• **Provided text**

━━━━━━━━━━━━━━━━━━━━

Sunshine was purportedly the reason Robert McCulloch, the prosecutor in St. Louis County, released documents, photographs, and transcripts from the grand jury that decided not to indict Darren Wilson, the Ferguson (Mo.) police officer who shot and killed unarmed teenager Michael Brown in August. In this case, which likewise touched off weeks of protests, it was the prosecutor seeking to disclose materials from the grand jury in an attempt to eliminate suspicion of the outcome. In New York, by contrast, the push for disclosure is coming from James and others outside the grand jury system.
Daniel Alonso, a former Manhattan chief assistant district attorney, warns that unsealing grand jury documents would be a terrible idea. “The New York State Legislature has made a decision that grand jury secrecy is an important public policy,” he says. And with good reason: “The best one is that [prosecutors] need to be able to encourage witnesses to speak freely and not to worry about whether or not the defendant will find out what they had to say in front of the grand jury or whether they testified at all.” Releasing grand jury information after the fact—as McCulloch did in the Wilson case—would take away prosecutors’ ability to believably tell grand jury witnesses that their testimony won’t be made public.
Safety is a big part of the issue—making sure people can testify without having to worry about being violently targeted by the subject at the center of a grand jury proceeding. “It’s also about getting the full, candid testimony of a witness,” says Alonso, who now oversees the legal functions at Exiger. “You want to make sure every witness does his or her best to tell 100 percent of the truth. And the reality is that when people are worried as to who might find out or who might see it, the testimony you get isn’t as candid as it could be.”

━━━━━━━━━━━━━━━━━━━━

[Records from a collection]
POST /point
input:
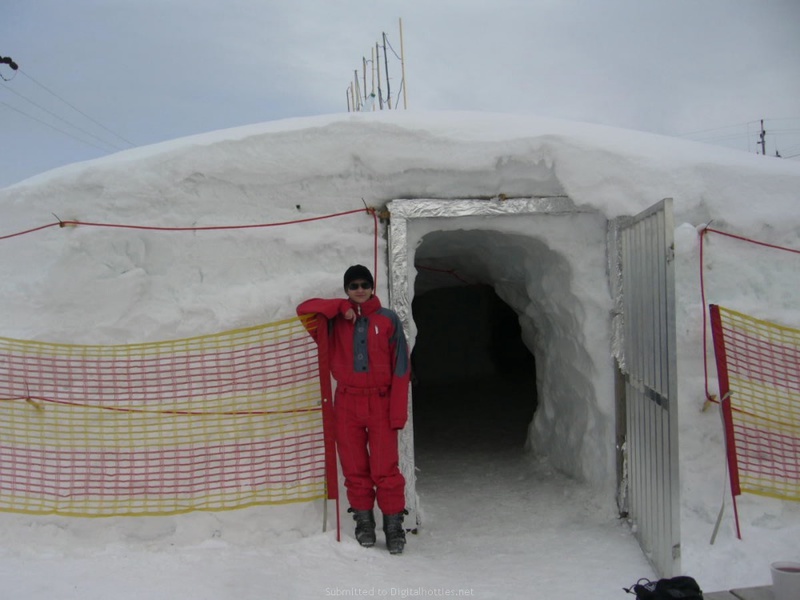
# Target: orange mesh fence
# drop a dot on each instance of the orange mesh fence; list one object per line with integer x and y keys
{"x": 758, "y": 365}
{"x": 207, "y": 423}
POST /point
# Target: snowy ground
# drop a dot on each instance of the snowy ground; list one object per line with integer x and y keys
{"x": 497, "y": 524}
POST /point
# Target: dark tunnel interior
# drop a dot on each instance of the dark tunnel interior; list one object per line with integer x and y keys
{"x": 474, "y": 380}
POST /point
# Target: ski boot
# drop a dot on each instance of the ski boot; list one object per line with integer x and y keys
{"x": 395, "y": 533}
{"x": 365, "y": 526}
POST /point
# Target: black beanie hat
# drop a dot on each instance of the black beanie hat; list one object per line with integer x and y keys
{"x": 357, "y": 272}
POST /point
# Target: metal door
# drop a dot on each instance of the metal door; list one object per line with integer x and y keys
{"x": 650, "y": 372}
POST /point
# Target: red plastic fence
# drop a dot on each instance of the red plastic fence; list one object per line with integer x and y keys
{"x": 758, "y": 366}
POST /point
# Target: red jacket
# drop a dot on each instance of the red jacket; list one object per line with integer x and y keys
{"x": 370, "y": 353}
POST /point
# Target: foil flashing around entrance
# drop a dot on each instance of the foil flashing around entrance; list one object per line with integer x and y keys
{"x": 463, "y": 207}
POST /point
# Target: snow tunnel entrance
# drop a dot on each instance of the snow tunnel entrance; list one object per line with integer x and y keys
{"x": 542, "y": 260}
{"x": 474, "y": 384}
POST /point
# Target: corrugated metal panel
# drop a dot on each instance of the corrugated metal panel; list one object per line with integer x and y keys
{"x": 648, "y": 300}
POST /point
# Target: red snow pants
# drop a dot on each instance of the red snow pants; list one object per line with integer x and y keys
{"x": 367, "y": 448}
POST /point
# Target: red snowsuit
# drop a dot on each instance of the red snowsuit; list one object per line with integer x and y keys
{"x": 369, "y": 361}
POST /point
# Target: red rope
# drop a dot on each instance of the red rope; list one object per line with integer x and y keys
{"x": 752, "y": 241}
{"x": 705, "y": 315}
{"x": 703, "y": 290}
{"x": 75, "y": 223}
{"x": 5, "y": 237}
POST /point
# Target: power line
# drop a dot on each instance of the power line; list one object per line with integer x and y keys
{"x": 75, "y": 108}
{"x": 63, "y": 120}
{"x": 68, "y": 134}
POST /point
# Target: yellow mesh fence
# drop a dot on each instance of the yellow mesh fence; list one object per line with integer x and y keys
{"x": 214, "y": 422}
{"x": 758, "y": 363}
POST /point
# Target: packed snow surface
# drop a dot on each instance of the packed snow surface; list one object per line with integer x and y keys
{"x": 498, "y": 521}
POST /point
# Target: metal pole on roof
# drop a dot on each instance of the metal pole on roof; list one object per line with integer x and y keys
{"x": 378, "y": 65}
{"x": 386, "y": 64}
{"x": 372, "y": 89}
{"x": 403, "y": 68}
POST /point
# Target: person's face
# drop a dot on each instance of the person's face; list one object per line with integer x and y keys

━━━━━━━━━━━━━━━━━━━━

• **Actions to take**
[1] Answer these questions using the text on grand jury secrecy, one answer per line, marked the same way:
(a) Who is the prosecutor in St. Louis County?
(b) What post did Daniel Alonso once hold?
(c) Where does Alonso now oversee the legal functions?
[2] Carry the text on grand jury secrecy forward, starting right after its final sentence.
The records play no part in what follows.

• **Answers by item**
[1]
(a) Robert McCulloch
(b) Manhattan chief assistant district attorney
(c) Exiger

[2]
Critics of grand jury secrecy see these concerns for witness safety and candor as overblown. Tony Rothert, a staff attorney with the American Civil Liberties Union of Missouri, represents the unnamed “Grand Juror Doe” in a federal lawsuit seeking to allow a member of the Ferguson grand jury to speak publicly about the non-indictment. Grand jurors are typically sworn to secrecy, and Missouri is no different in that regard.
Rothert says no prosecutor should ever tell a witness that their testimony won’t see the light of day. “When someone’s indicted, they’ll generally be able to get copies of the testimony from the grand jury,” he explains. “If a prosecutor is promising a witness in a grand jury that no one’s ever going to know what their testimony was, or that they testified, that’s not an honest promise.”
There is a middle ground. “If secrecy rules protect some unindicted defendants from ignominy, then releasing the transcripts undermines that protection,” argues Ben Trachtenberg, an associate law professor at the University of Missouri. “If secrecy encourages witnesses to testify fully and truthfully, then releasing the transcripts in this case may chill future witnesses.”
Trachtenberg and Alonso agree that there’s room for improving grand jury processes. New York Governor Andrew Cuomo has proposed appointing an independent monitor to review cases of police-involved deaths that don’t result in an indictment. “There are things you can do short of the literal meaning of the word ‘transparency,’” Alonso says. “Because if you’re going to be transparent, you’re going to let the public and the press into the grand jury room. That is a monumentally bad idea.”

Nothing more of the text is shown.